*Extract provided:*
Modernizing spay practice for females

A comparison of ovariohysterectomy and ovariectomy

In North America, having your dog or cat spayed means having its ovaries and uterus removed (called an ovariohysterectomy or OVH). However, in some European countries only the ovaries are removed (an ovariectomy or OVE). Why has OVE replaced OVH as the standard spay procedure for female pets in Europe but not the US and Canada?

By removing the uterus as well as the ovaries, a complete ovariohysterectomy is thought to remove any chance of future uterine pathology. North American veterinarians are likely responding to this concern as well as relying on their experience – OVH is the only method taught in most US veterinary schools. But studies conducted over 15 years ago found no evidence of increased health risks with OVH as compared to OVE (Okkens et al., 1997).

[Stored records]
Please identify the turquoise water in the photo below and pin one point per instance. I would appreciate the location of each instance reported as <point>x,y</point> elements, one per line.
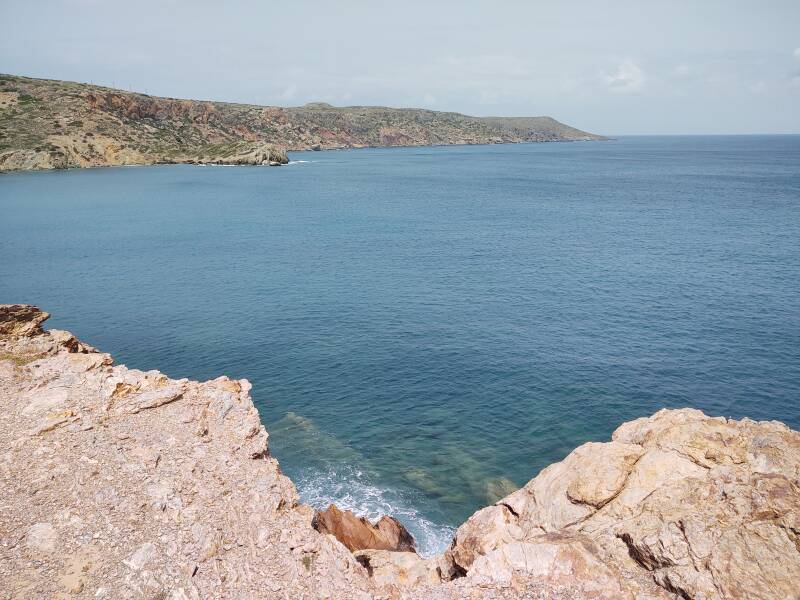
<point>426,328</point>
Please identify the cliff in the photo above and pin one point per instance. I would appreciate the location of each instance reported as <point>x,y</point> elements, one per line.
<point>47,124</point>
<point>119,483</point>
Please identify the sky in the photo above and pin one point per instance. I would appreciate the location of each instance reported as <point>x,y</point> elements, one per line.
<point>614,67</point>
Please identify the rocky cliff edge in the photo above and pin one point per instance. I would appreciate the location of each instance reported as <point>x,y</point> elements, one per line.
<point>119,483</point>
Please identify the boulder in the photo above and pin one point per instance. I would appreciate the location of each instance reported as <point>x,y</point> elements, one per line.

*Questions to answer:*
(1) Copy the stretch of the spay practice text from "By removing the" through "et al., 1997).".
(2) According to the spay practice text, which spay procedure is the only method taught in most US veterinary schools?
(3) Pick up the spay practice text after its last sentence and continue it.

*Your responses:*
(1)
By removing the uterus as well as the ovaries, a complete ovariohysterectomy is thought to remove any chance of future uterine pathology. North American veterinarians are likely responding to this concern as well as relying on their experience – OVH is the only method taught in most US veterinary schools. But studies conducted over 15 years ago found no evidence of increased health risks with OVH as compared to OVE (Okkens et al., 1997).

(2) Ovariohysterectomy (OVH), the removal of both the ovaries and the uterus.

(3)
According to a 2006 review article, comparisons of the two procedures require considering immediate (post-surgical) issues as well as long-term health. Removal of only the ovaries is a quicker, less involved surgery that has fewer post-surgical problems and is not associated with long-term health problems (Van Goethem et al., 2006). The authors indicate that OVH may be associated with post-surgical hemorrhage, vaginal bleeding, obstruction of the ureter, ovarian remnant syndrome (which may occur less frequently with OVE) and uterine stump granulomas. However, a more recent publication found no difference between the two procedures in terms of surgical time, pain scores or wound healing scores (Peeters & Kirpensteijn, 2011).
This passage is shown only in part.